* **Предоставленный текст**:

На исходе лета поэт улучил мгновение, чтобы воскликнуть: «Август — я поверил, что бывает Ад, над смолой и серой — крыльев перепонки…» Можно бы, конечно, спросить, неужто лишь в августе, а в июне, в июле, что ли, не верилось еще в ад!
Ну, да когда речь идет о светопреставлении, месяцем раньше, месяцем позже, не так уж существенно. Главное, что поверил человек, главное, что библейские истории сошли с тысячелетних страниц книги в повседневную человеческую жизнь:
Груба скрижаль судьбы: — Даем и отбираем.
Так сказано и встарь: — Я создал — я изгнал.
Но без изгнанья Рай нам не казался б раем,
Но без потопа мир о радуге б не знал.
Потоп, который будто бы имел свой смысл в том, что нам открылась красота семицветной дуги в поднебесье, оставим на совести у поэта. Поскольку и до потопа было солнце, было небо, были дожди, любой тогдашний школяр мог бы вам по пальцам перечесть, в каком порядке радуга располагает свои цвета: каждый охотник желает знать, где сидит фазан — красный, оранжевый, желтый, зеленый, голубой, синий, фиолетовый.

* **Письменное задание 1**: Перепишите строки списка ниже, начиная со строки со словами «Can you see the chrome trim» и до последней строки списка включительно, вместе с запросами, увеличив на 129 каждую координату точек в ответах. Изображения в ответ не включайте.

* **Сохранённые строки**:

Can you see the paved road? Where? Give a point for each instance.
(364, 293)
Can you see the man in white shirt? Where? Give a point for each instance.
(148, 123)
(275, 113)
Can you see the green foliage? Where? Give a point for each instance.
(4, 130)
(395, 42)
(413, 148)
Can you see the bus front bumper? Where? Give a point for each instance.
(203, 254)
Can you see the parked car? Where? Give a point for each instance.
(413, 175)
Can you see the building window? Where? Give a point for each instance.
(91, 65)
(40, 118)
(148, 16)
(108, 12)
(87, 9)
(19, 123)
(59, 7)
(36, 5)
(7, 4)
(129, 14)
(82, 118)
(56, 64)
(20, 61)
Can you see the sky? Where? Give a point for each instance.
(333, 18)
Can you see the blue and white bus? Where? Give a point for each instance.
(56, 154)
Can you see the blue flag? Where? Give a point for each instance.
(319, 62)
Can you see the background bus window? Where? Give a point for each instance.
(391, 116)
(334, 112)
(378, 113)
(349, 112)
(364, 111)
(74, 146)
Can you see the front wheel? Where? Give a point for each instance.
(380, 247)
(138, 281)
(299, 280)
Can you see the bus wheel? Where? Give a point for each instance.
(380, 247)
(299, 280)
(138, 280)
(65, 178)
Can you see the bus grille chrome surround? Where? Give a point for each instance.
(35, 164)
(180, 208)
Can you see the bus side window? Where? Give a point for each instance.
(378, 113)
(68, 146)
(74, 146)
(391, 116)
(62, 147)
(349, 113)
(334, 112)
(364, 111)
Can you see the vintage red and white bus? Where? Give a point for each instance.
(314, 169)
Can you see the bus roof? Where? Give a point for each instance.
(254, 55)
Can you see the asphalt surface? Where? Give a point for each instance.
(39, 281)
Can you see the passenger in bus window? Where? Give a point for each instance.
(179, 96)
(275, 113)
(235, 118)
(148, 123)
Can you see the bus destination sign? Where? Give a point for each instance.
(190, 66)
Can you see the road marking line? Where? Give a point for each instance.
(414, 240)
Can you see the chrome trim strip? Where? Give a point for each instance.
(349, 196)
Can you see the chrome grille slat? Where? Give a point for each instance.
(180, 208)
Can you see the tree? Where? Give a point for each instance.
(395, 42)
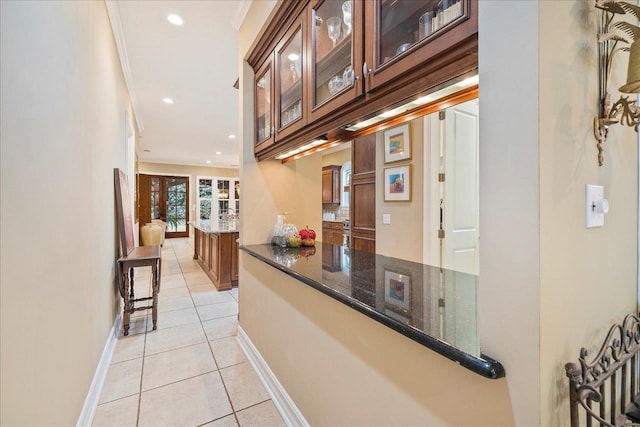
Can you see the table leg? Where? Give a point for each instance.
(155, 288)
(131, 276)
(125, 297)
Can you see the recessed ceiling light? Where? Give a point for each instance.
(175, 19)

* **Письменное задание 2**: Назовите по порядку все цвета радуги, перечисленные в предоставленном тексте.

* **Результат упражнения 1**:
Can you see the chrome trim strip? Where? Give a point for each instance.
(478, 325)
Can you see the chrome grille slat? Where? Give a point for each instance.
(309, 337)
Can you see the tree? Where? Give a point for each instance.
(524, 171)
Can you see the table leg? Where? Give a point for each instance.
(284, 417)
(260, 405)
(254, 426)
Can you see the recessed ceiling light? Where? Give a point for each instance.
(304, 148)

* **Результат упражнения 2**: Красный, оранжевый, желтый, зеленый, голубой, синий, фиолетовый.